● **PROBLEMS TO SOLVE**
(a) In the hardware advocacy post, which vendor is named as already including linux in its keywords?
(b) Pick up the hardware advocacy post after its final line and keep writing it.

● **GIVEN TEXT**

Hardware Advocacy or Making it easy to do the right thing.

Michael T. Richter ttmrichter at gmail.com
Tue Feb 27 04:01:55 GMT 2007


On Mon, 2007-26-02 at 09:04 -0600, Tommy Trussell wrote:

> Surely more manufacturers and vendors will start advertising linux
> compatibility... as this thread points out it will be a real draw in
> some circles. A few vendors such as newegg.com already include linux
> in their keywords, and their customer reviews often include comments
> about compatibility. So there's hope!


They will not.  The problem is one which is fundamentally at
cross-purposes to the F/OSS movement's philosophy -- particularly the
"software wants to be free" segment of it.

Hardware is a strongly-competitive industry full of trade secrets.  (One
of the trade secrets most jealously protected is just how bad most
hardware is under the covers....)  The algorithms used, for example, in
video cards, audio cards and printers tend to be extremely secretive,
especially the algorithms used to give astonishingly low-quality, dumb
hardware enough smarts to do fancy things.  (I'm looking at most inkjet
printers here.)  You will not convince people who make hardware that's
already on a very tight margin to release what trade secrets and
competitive advantages they have just to collect a few extra whiny
users.  No amount of screaming or stomping of feet is going to change
what hardware manufacturers do and the Linux world is simply not a
lucrative nor large enough market to force anything.

That leaves out open source drivers.

● **DATA LISTING**

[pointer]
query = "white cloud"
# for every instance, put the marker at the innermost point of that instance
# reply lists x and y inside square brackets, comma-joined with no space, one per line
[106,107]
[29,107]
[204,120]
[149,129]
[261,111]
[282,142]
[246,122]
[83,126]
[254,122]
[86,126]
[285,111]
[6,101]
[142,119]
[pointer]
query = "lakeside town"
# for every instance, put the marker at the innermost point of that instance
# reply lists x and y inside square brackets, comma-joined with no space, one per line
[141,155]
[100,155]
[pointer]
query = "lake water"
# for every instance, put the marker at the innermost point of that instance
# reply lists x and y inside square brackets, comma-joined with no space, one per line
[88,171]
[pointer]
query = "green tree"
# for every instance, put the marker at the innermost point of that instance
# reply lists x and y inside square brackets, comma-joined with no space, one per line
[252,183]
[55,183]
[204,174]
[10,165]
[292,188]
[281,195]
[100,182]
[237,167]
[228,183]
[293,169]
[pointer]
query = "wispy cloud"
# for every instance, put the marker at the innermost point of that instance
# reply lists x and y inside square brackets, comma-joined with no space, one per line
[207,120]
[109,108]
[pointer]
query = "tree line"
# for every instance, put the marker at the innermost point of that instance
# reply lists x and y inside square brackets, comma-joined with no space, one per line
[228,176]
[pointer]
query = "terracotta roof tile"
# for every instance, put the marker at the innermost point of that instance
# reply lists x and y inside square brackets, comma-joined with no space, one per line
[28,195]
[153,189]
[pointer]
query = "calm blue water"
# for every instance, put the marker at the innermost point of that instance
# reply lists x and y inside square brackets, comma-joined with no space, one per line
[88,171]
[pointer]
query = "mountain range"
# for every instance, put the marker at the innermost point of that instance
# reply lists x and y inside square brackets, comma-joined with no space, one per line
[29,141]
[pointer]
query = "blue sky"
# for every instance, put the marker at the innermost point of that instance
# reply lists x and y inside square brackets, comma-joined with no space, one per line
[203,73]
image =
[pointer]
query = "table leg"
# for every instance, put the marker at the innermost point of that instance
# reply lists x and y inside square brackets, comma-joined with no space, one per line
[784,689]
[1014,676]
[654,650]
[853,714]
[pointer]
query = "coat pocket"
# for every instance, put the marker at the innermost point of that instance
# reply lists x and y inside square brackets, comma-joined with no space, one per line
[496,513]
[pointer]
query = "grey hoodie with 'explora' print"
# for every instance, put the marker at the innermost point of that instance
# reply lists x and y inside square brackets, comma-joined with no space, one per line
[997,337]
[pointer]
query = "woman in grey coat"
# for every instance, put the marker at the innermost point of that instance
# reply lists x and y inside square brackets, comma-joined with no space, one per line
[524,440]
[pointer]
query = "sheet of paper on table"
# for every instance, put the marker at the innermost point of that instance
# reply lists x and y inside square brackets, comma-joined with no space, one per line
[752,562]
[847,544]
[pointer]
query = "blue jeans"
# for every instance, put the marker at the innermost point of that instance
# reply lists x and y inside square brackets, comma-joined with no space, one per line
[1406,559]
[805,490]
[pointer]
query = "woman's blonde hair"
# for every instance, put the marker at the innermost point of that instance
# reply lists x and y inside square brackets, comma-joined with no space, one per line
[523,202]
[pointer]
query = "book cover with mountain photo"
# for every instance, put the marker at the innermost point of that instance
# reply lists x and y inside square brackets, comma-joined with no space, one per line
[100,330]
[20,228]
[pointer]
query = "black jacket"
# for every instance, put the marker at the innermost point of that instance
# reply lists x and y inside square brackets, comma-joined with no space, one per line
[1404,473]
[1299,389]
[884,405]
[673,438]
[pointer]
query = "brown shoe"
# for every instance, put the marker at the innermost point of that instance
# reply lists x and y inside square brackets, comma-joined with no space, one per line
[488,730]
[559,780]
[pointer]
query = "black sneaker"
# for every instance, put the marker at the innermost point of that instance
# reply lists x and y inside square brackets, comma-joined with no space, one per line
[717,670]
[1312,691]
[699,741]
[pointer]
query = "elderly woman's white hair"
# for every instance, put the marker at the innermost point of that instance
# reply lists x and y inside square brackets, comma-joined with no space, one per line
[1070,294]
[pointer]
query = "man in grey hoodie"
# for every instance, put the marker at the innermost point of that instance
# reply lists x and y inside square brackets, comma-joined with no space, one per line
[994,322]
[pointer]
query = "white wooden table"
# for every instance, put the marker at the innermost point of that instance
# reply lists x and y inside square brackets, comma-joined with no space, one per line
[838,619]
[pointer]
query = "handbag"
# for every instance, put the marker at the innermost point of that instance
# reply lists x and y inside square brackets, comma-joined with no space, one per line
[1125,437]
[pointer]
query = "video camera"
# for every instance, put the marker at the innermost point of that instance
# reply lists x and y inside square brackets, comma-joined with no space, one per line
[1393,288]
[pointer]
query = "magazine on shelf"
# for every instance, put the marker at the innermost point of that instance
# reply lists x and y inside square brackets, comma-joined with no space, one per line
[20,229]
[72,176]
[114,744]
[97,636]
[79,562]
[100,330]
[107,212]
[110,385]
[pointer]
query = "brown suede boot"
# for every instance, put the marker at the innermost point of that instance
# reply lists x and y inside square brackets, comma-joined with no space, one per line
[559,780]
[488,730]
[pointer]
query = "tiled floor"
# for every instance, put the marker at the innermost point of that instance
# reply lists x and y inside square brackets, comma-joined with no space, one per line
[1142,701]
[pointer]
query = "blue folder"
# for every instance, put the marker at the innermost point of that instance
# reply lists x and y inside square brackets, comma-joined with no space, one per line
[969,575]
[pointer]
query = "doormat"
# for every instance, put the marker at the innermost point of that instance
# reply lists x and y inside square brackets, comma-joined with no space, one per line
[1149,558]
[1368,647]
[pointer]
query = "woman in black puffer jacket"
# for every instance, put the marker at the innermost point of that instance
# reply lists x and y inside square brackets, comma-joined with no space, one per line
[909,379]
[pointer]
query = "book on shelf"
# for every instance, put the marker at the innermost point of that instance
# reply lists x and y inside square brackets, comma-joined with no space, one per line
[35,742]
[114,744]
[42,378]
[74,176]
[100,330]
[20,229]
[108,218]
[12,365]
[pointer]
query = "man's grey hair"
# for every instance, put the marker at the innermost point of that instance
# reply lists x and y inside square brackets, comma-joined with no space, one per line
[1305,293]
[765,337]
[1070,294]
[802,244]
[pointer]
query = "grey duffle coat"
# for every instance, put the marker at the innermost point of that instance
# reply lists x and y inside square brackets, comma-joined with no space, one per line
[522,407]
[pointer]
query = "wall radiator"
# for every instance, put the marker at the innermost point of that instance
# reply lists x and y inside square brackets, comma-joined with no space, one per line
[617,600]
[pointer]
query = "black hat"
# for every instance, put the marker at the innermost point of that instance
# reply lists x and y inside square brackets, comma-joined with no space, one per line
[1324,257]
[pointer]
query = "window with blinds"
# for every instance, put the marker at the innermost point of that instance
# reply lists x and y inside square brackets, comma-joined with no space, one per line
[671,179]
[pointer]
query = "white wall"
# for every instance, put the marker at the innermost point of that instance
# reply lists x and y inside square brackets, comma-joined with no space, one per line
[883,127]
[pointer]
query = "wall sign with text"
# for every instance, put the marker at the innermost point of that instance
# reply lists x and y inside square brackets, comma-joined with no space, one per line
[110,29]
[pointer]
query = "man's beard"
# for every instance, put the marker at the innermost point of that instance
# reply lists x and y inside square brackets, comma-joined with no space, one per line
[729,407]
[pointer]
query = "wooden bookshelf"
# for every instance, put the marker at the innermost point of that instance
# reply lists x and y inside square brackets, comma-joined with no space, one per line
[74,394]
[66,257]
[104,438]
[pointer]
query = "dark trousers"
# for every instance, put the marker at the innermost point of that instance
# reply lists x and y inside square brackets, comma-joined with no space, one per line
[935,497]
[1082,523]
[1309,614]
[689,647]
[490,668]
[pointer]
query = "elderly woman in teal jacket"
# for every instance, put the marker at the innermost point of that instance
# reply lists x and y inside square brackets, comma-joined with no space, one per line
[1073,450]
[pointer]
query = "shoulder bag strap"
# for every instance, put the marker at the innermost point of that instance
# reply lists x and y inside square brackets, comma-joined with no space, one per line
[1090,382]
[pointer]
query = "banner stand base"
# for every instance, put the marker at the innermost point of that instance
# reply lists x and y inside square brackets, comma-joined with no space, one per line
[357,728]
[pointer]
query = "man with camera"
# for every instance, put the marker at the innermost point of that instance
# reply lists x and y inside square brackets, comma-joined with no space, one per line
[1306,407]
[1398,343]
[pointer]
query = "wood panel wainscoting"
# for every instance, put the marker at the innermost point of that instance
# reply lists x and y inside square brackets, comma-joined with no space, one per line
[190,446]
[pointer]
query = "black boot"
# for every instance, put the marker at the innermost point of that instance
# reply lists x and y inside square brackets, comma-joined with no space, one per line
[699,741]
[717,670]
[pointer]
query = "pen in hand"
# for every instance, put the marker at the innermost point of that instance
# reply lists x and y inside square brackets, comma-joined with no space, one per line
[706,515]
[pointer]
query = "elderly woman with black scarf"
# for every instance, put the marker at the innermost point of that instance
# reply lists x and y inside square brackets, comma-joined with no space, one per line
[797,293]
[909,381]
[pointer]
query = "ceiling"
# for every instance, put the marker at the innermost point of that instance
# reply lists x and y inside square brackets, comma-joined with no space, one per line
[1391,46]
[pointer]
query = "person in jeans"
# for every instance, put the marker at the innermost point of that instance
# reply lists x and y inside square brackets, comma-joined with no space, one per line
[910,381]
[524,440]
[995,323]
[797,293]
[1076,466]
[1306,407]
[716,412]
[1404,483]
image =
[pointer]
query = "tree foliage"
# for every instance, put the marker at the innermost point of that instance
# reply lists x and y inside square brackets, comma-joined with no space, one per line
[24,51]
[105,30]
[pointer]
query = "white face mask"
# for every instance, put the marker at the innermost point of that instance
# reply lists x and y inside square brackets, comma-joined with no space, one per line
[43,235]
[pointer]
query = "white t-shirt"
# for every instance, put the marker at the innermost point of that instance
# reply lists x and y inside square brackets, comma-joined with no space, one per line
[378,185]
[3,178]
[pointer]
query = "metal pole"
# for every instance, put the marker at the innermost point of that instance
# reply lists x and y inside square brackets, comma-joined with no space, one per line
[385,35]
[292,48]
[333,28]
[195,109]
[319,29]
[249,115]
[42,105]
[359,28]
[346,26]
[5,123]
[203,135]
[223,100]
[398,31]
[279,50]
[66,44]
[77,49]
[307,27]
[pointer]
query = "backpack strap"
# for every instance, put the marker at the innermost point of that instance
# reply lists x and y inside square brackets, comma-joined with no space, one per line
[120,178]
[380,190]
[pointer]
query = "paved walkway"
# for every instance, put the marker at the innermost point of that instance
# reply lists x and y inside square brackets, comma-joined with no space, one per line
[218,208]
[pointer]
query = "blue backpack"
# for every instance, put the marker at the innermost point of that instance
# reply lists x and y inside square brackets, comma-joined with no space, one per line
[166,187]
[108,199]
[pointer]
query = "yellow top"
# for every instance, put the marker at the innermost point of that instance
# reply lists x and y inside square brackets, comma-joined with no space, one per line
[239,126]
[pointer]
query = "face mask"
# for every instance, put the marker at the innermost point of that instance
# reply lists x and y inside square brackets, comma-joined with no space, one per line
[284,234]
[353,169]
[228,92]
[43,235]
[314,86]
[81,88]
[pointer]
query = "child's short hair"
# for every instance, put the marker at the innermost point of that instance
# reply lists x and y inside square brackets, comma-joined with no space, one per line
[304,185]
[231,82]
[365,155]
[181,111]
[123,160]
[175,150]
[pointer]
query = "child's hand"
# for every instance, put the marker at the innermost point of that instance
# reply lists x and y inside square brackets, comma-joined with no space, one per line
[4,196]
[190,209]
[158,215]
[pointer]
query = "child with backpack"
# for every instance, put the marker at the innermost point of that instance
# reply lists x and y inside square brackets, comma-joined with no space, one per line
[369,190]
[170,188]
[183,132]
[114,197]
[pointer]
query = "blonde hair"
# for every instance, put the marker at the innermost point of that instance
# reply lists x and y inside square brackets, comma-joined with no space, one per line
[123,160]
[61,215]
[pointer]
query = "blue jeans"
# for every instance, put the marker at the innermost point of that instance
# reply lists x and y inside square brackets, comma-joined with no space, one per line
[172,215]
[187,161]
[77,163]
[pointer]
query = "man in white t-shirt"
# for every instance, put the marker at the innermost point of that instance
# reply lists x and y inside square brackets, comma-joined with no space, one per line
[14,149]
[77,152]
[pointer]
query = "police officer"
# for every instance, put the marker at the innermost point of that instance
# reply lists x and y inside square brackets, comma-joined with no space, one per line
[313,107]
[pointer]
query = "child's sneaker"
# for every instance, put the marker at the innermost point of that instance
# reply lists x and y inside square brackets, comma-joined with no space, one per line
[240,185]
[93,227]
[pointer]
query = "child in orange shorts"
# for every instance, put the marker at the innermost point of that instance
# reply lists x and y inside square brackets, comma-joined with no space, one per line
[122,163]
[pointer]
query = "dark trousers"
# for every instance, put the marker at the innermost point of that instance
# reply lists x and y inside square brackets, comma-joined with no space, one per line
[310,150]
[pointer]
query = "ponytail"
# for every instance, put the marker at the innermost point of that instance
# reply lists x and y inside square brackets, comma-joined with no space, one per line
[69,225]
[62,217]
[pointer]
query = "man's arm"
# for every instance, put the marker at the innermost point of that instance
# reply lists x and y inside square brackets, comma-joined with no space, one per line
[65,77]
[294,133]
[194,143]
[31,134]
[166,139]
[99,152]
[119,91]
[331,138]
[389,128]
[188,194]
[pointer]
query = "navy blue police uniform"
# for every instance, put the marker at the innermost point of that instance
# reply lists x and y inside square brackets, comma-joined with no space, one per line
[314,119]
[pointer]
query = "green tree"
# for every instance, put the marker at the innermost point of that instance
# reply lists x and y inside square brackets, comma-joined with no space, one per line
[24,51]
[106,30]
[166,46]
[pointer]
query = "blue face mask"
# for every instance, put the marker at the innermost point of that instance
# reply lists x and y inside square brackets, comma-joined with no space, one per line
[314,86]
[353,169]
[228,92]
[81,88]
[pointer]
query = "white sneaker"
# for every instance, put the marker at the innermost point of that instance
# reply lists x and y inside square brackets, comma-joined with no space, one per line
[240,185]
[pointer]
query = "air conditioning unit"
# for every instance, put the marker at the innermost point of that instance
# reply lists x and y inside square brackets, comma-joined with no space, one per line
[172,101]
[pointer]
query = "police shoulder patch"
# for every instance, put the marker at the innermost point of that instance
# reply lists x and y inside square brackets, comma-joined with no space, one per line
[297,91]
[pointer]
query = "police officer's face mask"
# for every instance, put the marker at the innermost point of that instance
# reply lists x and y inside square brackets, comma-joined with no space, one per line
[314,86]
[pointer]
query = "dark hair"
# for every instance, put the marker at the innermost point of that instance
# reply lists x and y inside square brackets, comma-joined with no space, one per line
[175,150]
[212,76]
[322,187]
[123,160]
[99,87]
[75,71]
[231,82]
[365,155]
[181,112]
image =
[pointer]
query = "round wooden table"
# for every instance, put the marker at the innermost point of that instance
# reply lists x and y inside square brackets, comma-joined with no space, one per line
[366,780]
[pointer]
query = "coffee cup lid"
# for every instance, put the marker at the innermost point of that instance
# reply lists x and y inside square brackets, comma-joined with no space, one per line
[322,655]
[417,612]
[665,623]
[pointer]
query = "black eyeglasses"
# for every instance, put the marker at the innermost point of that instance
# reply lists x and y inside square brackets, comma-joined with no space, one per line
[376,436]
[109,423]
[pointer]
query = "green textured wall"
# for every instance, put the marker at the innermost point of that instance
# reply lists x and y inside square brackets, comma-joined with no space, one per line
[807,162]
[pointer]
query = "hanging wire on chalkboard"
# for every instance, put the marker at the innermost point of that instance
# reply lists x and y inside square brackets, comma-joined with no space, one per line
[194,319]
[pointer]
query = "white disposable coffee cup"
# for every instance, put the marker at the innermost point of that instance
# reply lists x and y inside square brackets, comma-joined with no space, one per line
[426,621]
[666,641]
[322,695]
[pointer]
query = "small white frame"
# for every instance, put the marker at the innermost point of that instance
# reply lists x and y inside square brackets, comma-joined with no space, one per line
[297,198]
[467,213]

● **TASK ANSWERS**
(a) newegg.com

(b)
Closed source drivers, too, are problematical, but this time the problem
is on our end.  The Linux kernel doesn't have a stable ABI and even a
minor version change can result in existing drivers simply failing to
work.  I know that when I worked for these guys that we got lots of
requests to support Linux.  I, as the driver guy at the time, looked
into it each time and laughed because there was no way in Hell we would
be playing the game of matching this card, that kernel version under
this other distro just to get one or two customers.  (It looks like they
support Linux now -- after a fashion -- by doing the "we'll support
these specific versions of these two distros" routine.)  Some
manufacturers have worked around this -- to the eternal whinging of
F/OSS advocates everywhere -- by embedding a proprietary blob in a free
wrapper.  This is not a good solution in the long run either because a)
the whining of militant F/OSS types gets very annoying and likely causes
some potential Linux supporters to not bother and b) it's a lot of extra
work for a fringe market again.

So what kinds of solutions would there be?

Well, first, we can keep Linux as a hobbyist fringe.  (This is a
solution that many of the more militant wings of the F/OSS movement seem
to approve of most.)  Second, we can lighten up a little and stop
hassling the people taking the blob approach -- use persuasion to move
the blob out into the open instead of whining and threats.  Third, we
can make a stable ABI to Linux and stick to it, thus allowing people who
maybe aren't quite ready to open their source the chance to expand our
market for us.  Then, again, we can use gentle persuasion to move them
from pure-proprietary to blob-proprietary to openness.  Unfortunately
the latter two approaches require patience and tolerance, something the
militant wings -- the Stallmanists, if you will -- are not noted for
having.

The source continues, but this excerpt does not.